Provided text below:

Steve Beyerlin, a river guide and former Legislative Director for the Oregon Guides and Packers, believes that the Lost Creek Dam has been beneficial to fish. “Putting the dam in was a win-win situation,” he says.
Perhaps not for spring-run Chinook, though.
Brian Barr, a biologist with the Rogue River Watershed Council, a non-profit stewardship organization, told Earth Island Journal that the spring-run Chinook, the most highly-prized fish on the river (because of their large size and high fat content), decreased dramatically after the dam’s installation. Spring Chinook returns dropped from a historic level of about 30,000 naturally produced adult fish (from 1946-1980 when spring Chinook were likely already depleted compared with pre-development levels) before the Lost Creek Dam, to a 10-year average of about one-fourth that number in 2007. Returns improved to about 10,000 fish in 2017 (likely due to dam removals, river restoration projects, water flow alterations, and harvest management restrictions), giving managers some cause for optimism.

End of Provided text.
Recorded data below:

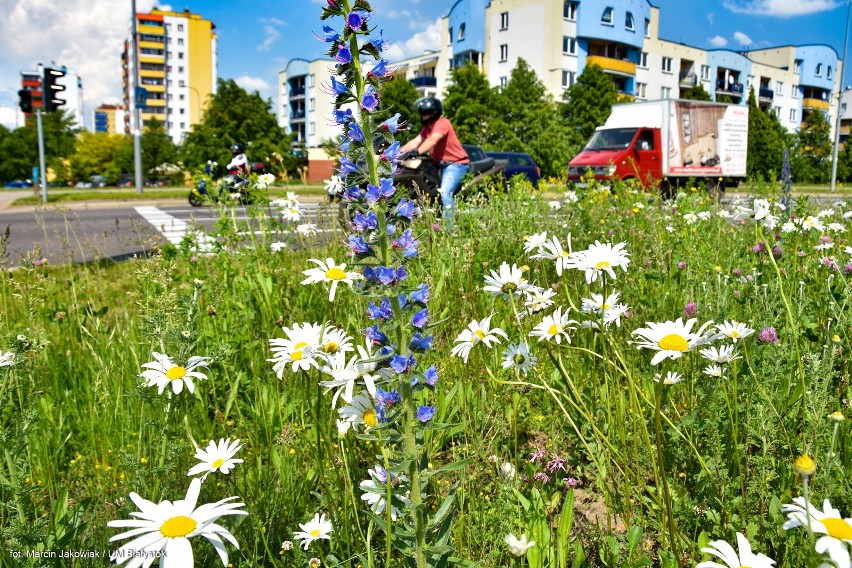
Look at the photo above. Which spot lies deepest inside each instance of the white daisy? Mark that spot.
(554, 327)
(671, 339)
(552, 250)
(734, 330)
(509, 282)
(722, 355)
(163, 530)
(7, 358)
(518, 357)
(218, 455)
(600, 258)
(534, 242)
(328, 271)
(518, 546)
(734, 559)
(671, 378)
(299, 348)
(477, 332)
(359, 411)
(315, 529)
(163, 371)
(343, 375)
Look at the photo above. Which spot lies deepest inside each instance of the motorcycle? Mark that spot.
(232, 186)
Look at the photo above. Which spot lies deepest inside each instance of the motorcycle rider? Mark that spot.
(438, 137)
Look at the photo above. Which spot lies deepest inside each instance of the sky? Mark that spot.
(256, 38)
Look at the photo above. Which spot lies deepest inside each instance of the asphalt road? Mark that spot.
(117, 231)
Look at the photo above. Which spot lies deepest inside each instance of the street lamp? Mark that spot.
(840, 94)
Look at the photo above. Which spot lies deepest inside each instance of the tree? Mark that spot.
(588, 103)
(810, 160)
(468, 103)
(766, 142)
(398, 96)
(696, 93)
(527, 120)
(233, 115)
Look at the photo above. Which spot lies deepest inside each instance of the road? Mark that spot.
(120, 231)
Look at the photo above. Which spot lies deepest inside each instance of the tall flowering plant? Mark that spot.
(393, 408)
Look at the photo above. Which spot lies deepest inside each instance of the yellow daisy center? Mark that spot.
(674, 342)
(297, 351)
(335, 273)
(370, 418)
(838, 528)
(178, 526)
(175, 373)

End of Recorded data.

_Set of tasks_
(1) Duplicate the portion of the Lost Creek Dam passage that begins at the words "Perhaps not for" and ends after the words "cause for optimism.".
(2) According to the Lost Creek Dam passage, roughly how many spring Chinook returned in 2017?

_Results of the tasks_
(1)
Perhaps not for spring-run Chinook, though.
Brian Barr, a biologist with the Rogue River Watershed Council, a non-profit stewardship organization, told Earth Island Journal that the spring-run Chinook, the most highly-prized fish on the river (because of their large size and high fat content), decreased dramatically after the dam’s installation. Spring Chinook returns dropped from a historic level of about 30,000 naturally produced adult fish (from 1946-1980 when spring Chinook were likely already depleted compared with pre-development levels) before the Lost Creek Dam, to a 10-year average of about one-fourth that number in 2007. Returns improved to about 10,000 fish in 2017 (likely due to dam removals, river restoration projects, water flow alterations, and harvest management restrictions), giving managers some cause for optimism.

(2) About 10,000 fish.